- TEXT SEGMENT
In all there are ten hostels, nine of which are for undergraduate students, including one for female students and one for male postgraduates. Each hostel is self-contained with amenities such as a common room, a library, an indoor games room, a lounge and a dining hall with mess. In earlier times no rooms were provided with Internet access and boarders managed on their own through their respective 'Internet monitors', but since 2010 the central internet facility to the college has been extended to the hostels. The administrative head of each hostel, the superintendent, is a senior faculty member. There are Hostel Committees, composed of superintendent and a student body of block monitors, mess secretaries, sports secretary, cultural secretary, magazine secretary, welfare secretary, Internet monitors and auditors. The committee is a successful exercise in self-governance.

- EXERCISE INSTRUCTIONS
• a. In the text about the college hostels, who is the administrative head of each hostel?
• b. Continue the text about the college hostels from the point where it stops.
The items that come next are separate material and are not part of the college hostels text.

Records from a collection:
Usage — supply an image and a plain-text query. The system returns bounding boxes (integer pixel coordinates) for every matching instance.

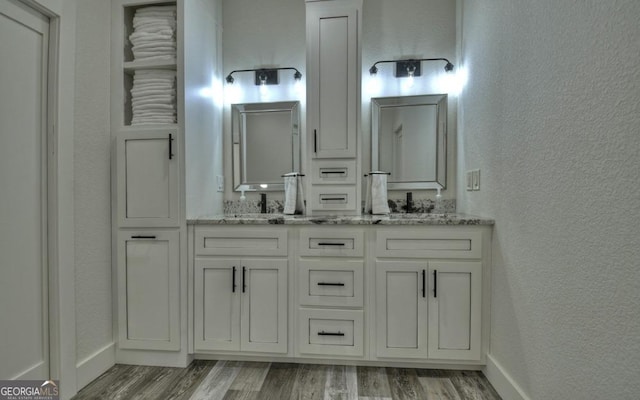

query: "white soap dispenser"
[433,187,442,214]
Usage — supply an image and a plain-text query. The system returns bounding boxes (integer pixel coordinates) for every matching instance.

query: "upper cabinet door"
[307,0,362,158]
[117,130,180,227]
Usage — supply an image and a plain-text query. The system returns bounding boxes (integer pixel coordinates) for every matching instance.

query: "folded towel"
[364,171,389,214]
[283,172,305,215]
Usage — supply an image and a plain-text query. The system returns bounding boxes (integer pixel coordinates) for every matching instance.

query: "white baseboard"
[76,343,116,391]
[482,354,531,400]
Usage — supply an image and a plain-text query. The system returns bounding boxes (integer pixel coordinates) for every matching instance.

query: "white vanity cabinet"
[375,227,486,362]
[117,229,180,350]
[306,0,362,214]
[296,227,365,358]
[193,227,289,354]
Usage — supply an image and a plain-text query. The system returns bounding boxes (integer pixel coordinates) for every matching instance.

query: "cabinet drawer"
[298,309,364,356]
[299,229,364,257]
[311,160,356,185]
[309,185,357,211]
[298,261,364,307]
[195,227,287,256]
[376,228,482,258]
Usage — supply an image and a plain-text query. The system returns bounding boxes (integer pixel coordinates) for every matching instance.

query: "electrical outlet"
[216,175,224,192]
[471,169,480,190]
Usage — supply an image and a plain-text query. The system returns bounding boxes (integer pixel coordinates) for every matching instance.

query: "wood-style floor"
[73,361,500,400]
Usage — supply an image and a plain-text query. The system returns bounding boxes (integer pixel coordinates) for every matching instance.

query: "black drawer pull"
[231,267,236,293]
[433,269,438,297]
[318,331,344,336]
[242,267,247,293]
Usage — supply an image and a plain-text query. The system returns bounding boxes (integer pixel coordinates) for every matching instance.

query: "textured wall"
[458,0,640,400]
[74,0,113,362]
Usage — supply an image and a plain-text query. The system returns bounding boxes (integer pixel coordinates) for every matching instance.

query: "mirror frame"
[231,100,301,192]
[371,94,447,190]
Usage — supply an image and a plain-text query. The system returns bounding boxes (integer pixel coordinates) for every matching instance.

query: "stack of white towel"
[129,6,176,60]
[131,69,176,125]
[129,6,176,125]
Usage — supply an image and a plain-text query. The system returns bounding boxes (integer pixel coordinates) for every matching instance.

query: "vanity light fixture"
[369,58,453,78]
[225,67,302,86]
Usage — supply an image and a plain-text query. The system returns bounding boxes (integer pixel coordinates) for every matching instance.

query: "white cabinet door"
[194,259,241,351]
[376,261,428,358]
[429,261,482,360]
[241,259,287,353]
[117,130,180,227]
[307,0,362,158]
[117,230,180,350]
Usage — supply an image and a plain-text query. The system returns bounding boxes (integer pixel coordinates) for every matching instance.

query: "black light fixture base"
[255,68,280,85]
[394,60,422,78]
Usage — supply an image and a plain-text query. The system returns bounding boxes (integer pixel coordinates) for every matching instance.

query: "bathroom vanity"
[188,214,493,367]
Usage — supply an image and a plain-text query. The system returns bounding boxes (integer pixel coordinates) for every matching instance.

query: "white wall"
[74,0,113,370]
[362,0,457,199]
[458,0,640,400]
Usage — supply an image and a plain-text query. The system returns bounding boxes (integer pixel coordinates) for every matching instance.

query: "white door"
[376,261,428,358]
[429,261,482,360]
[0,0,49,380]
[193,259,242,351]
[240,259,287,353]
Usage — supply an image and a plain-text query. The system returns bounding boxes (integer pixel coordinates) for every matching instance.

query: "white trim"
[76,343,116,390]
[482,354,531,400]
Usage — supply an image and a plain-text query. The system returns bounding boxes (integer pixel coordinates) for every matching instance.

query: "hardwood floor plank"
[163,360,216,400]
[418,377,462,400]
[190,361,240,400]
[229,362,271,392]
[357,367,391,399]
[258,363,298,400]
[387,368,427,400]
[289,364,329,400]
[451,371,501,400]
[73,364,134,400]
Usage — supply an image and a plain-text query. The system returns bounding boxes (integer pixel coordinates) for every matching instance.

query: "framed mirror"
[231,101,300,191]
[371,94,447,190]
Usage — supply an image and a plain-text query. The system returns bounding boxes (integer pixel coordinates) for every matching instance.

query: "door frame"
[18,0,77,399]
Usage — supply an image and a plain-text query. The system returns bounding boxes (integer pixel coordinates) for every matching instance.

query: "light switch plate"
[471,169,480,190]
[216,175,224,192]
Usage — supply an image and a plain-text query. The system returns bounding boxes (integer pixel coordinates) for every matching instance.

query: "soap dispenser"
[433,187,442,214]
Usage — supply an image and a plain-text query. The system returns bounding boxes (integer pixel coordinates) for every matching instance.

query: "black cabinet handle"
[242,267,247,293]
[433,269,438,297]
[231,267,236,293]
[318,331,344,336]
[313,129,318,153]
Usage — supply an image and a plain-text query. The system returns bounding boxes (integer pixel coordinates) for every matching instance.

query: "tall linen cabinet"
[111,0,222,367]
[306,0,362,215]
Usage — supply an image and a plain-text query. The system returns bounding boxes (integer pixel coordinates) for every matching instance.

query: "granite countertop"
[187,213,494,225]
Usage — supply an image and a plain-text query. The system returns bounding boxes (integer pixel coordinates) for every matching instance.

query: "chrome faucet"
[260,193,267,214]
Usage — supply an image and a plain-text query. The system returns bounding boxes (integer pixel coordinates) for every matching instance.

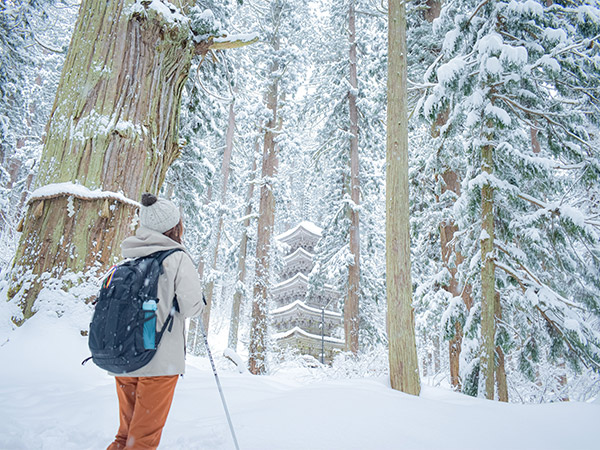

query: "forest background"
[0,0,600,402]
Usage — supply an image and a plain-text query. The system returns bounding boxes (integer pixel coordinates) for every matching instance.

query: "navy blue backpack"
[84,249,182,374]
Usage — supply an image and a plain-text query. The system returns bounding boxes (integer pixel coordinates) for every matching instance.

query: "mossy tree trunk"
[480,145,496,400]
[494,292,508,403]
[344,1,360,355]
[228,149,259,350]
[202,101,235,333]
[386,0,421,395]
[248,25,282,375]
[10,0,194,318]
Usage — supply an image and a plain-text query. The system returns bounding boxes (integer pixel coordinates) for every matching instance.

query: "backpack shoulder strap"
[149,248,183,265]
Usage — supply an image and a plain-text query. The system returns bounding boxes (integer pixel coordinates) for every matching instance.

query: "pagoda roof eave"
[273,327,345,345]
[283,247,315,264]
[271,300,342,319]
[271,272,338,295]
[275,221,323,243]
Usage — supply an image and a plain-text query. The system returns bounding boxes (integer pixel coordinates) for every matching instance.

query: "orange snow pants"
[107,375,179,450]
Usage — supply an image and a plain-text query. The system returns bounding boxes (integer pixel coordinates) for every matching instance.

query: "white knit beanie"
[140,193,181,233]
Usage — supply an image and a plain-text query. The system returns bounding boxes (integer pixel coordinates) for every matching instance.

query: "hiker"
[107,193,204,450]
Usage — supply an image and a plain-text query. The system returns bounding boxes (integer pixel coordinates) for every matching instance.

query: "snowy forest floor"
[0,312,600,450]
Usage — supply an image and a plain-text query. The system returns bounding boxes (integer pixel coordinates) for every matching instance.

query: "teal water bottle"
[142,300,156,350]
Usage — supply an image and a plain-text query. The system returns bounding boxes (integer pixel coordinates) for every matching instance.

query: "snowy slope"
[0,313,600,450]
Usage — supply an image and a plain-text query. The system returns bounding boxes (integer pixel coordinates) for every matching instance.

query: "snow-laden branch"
...
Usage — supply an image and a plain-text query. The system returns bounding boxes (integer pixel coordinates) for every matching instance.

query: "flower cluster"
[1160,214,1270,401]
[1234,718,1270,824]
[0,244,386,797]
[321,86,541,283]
---
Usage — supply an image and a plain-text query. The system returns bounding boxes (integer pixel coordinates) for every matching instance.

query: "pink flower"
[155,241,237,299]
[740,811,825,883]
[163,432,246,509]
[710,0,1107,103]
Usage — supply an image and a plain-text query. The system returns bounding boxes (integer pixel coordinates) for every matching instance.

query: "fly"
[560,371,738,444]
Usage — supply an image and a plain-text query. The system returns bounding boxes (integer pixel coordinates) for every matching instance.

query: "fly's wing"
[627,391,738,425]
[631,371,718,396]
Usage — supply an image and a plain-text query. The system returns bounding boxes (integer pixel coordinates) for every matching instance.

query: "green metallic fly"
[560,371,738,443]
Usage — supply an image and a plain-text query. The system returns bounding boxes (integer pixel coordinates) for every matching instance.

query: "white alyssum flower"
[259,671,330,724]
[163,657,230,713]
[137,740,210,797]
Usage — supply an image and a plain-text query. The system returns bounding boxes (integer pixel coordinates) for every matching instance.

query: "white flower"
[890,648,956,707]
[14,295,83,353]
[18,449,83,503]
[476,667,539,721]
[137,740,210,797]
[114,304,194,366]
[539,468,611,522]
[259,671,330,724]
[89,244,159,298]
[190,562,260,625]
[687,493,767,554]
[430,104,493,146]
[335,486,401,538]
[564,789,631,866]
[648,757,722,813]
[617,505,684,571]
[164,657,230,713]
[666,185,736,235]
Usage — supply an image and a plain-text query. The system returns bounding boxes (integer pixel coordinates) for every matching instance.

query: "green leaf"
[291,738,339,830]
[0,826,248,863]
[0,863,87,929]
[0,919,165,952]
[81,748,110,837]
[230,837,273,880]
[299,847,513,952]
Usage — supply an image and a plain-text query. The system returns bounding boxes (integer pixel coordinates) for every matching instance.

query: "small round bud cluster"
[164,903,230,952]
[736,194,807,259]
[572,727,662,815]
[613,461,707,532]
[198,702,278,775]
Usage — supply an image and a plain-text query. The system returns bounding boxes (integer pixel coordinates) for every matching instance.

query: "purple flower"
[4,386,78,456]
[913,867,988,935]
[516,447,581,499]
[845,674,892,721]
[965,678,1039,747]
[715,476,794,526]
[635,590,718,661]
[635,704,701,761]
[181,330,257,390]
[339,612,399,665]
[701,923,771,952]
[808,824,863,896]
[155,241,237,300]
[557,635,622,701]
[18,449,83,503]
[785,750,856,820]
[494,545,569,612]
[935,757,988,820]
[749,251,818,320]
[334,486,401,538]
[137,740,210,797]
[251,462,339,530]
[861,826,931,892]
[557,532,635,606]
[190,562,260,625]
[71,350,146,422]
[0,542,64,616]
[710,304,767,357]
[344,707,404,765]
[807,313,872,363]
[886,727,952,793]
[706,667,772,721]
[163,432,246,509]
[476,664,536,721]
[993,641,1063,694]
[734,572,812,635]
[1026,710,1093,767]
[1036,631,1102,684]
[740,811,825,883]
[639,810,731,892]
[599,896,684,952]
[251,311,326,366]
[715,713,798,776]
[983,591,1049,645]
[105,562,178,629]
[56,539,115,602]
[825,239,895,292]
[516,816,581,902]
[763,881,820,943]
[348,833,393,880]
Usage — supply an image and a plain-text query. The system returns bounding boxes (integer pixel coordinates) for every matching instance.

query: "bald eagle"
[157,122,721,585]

- RESULTS
• a. The superintendent, who is a senior faculty member.

• b.
===Central Computing Center===
Central Computing Center (CCC) is a central facility established in Assam Engineering College which caters to the needs of academic departments and various sections of the institute. CCC is instituted in a separate building.

===Bank and shopping complex===
The institute has a State Bank of India (SBI) branch inside the campus. It provides assistance in opening savings account and depositing institute-related fees and dues. There is an ATM of SBI installed within the campus for easy cash access for the students.

The institute has a market complex in the center of the campus which caters to all kinds of student necessities.

===Postal service===
The institute has a government post office on the campus maintained by Indian Post. The postal index number(PIN) of AEC Post Office is 781013.

===College canteen===
The canteen is situated near the Main Building.

===Health===
The AEC Hospital provides indoor and outdoor medical facilities for common ailments. Complicated cases are referred for treatment to civic hospitals in the city.

===Bus service===
Bus services have been provided for the students to connect city life from college. Many ASTC College buses are plying from the college to Church Field, Paltan Bazar, Beltola, Chandmari, Ganeshguri and vice versa. There is also a real time bus tracking facility for AEC bus service.

==Annual festivals==

===Annual Cultural fest: Pyrokinesis===
Pyrokinesis is the annual national level cultural festival of Assam Engineering College.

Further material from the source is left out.